--- Available records ---

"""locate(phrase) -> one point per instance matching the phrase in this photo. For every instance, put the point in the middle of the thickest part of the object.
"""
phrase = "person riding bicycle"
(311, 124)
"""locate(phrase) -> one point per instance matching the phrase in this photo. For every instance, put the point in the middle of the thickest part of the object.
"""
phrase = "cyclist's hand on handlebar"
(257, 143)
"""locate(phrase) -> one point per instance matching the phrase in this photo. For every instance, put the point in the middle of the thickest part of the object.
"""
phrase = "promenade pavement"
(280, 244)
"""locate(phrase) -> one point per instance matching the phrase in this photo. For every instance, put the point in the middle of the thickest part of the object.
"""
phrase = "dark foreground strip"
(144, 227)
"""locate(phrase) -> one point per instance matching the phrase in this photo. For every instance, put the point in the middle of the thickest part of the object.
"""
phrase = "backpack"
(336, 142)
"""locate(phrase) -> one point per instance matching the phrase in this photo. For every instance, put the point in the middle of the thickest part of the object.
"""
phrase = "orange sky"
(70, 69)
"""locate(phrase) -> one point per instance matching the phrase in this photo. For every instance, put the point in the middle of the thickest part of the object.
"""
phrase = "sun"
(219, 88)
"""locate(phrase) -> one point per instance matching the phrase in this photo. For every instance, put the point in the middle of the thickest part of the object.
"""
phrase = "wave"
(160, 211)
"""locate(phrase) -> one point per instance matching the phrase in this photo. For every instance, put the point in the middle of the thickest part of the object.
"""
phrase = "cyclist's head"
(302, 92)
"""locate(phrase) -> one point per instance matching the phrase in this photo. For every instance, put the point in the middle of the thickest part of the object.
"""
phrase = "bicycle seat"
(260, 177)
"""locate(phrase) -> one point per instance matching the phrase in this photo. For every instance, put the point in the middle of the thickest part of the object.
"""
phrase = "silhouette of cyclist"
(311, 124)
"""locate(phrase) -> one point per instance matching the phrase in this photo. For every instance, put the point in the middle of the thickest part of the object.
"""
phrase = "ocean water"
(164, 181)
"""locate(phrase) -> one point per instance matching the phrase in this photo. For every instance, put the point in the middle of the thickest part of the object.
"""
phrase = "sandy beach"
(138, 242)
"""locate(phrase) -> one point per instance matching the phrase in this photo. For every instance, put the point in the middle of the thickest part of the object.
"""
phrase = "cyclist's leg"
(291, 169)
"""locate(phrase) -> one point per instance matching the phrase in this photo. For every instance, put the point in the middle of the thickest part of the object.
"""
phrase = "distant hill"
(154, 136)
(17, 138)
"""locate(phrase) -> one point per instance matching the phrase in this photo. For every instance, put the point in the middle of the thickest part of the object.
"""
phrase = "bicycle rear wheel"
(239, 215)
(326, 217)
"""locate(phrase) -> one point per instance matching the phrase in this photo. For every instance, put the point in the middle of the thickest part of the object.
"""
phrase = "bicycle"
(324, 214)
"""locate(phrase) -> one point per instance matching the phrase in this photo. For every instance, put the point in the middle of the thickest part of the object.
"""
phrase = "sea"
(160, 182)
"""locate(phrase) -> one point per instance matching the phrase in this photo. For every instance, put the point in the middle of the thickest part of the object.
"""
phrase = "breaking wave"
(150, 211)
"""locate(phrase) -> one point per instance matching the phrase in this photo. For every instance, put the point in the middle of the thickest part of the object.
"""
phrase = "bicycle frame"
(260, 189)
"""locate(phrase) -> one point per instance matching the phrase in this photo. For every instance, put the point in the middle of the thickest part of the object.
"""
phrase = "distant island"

---

Your instructions:
Transcribe the listing in full, line by line.

Output of the exercise:
"""locate(phrase) -> one point per instance matching the phrase in this photo. For every instance, put the point in the middle of the thickest part of the object.
"""
phrase = "person riding bicycle"
(311, 124)
"""locate(phrase) -> one point per instance matching the phrase in this photo. For every instance, put the point in the middle of the thickest part of the object.
"""
phrase = "cyclist's hand on handlebar"
(257, 143)
"""locate(phrase) -> one point per instance matching the phrase in this photo. For every instance, put the point in the middle of the thickest part of the object.
"""
phrase = "promenade pavement"
(280, 244)
"""locate(phrase) -> one point per instance matching the phrase in this photo. For every instance, put the point in the middle of the thickest part of the object.
"""
phrase = "dark foreground strip"
(144, 227)
"""locate(phrase) -> one point per instance matching the phrase in this photo. For every instance, put the point in the middle of the thickest part of the object.
"""
phrase = "backpack"
(336, 142)
"""locate(phrase) -> one point per instance matching the phrase in this photo. For every instance, put the point in the middle of the thickest part of the object.
"""
phrase = "orange sky"
(70, 69)
"""locate(phrase) -> one point per instance matching the phrase in this photo. For every instance, put the point in the middle of the thickest part of the object.
"""
phrase = "sun"
(219, 88)
"""locate(phrase) -> one point per instance matching the phrase in this photo. For every instance, put the point in the middle of the thickest part of the object.
"""
phrase = "wave"
(160, 211)
"""locate(phrase) -> one point per instance matching the phrase in this photo. For every instance, put the point in the middle of the thickest part of the object.
"""
phrase = "cyclist's head"
(302, 92)
"""locate(phrase) -> one point per instance matching the phrase in this photo. For every instance, put the point in the middle of the thickest part of the object.
"""
phrase = "bicycle seat"
(260, 177)
"""locate(phrase) -> one point per instance matching the phrase in this photo. For every instance, put the point in the middle of the thickest part of the object.
"""
phrase = "silhouette of cyclist"
(311, 124)
"""locate(phrase) -> one point per instance matching the phrase in this photo. For every instance, put the point in the middle of the thickest part of the object.
"""
phrase = "ocean water"
(164, 181)
"""locate(phrase) -> one point per instance matching the phrase in this photo. For every instance, put the point in the middle of the thickest part of the object.
"""
phrase = "sandy beach"
(138, 242)
"""locate(phrase) -> one point per instance matching the phrase in this photo. For every instance, put the point in the middle of the thickest part of the object.
"""
phrase = "cyclist's leg"
(291, 169)
"""locate(phrase) -> one point per instance matching the phrase in this photo. For every instance, put the point in the middle of the thickest part of the object.
"""
phrase = "distant hill"
(154, 136)
(17, 138)
"""locate(phrase) -> one point per instance matching the phrase in this photo. For every instance, put the point in the middle of the thickest part of the object.
"""
phrase = "bicycle rear wheel"
(239, 215)
(326, 217)
"""locate(phrase) -> one point per instance matching the phrase in this photo. For every instance, put the point in the middle of the thickest part of the object.
"""
phrase = "bicycle"
(324, 214)
"""locate(phrase) -> one point per instance matching the phrase in this photo. For every instance, put the point in the middle of the thickest part of the object.
"""
phrase = "sea"
(160, 182)
"""locate(phrase) -> one point per instance matching the phrase in this photo. For every instance, put the point in the middle of the thickest part of the object.
"""
phrase = "breaking wave"
(150, 211)
"""locate(phrase) -> one point per instance matching the phrase in this photo. For every instance, put the point in the middle of the thickest part of the object.
"""
phrase = "bicycle frame"
(260, 189)
"""locate(phrase) -> one point per instance matching the phrase in this photo. For every instance, put the point in the middle of the thickest part of the object.
"""
phrase = "distant island"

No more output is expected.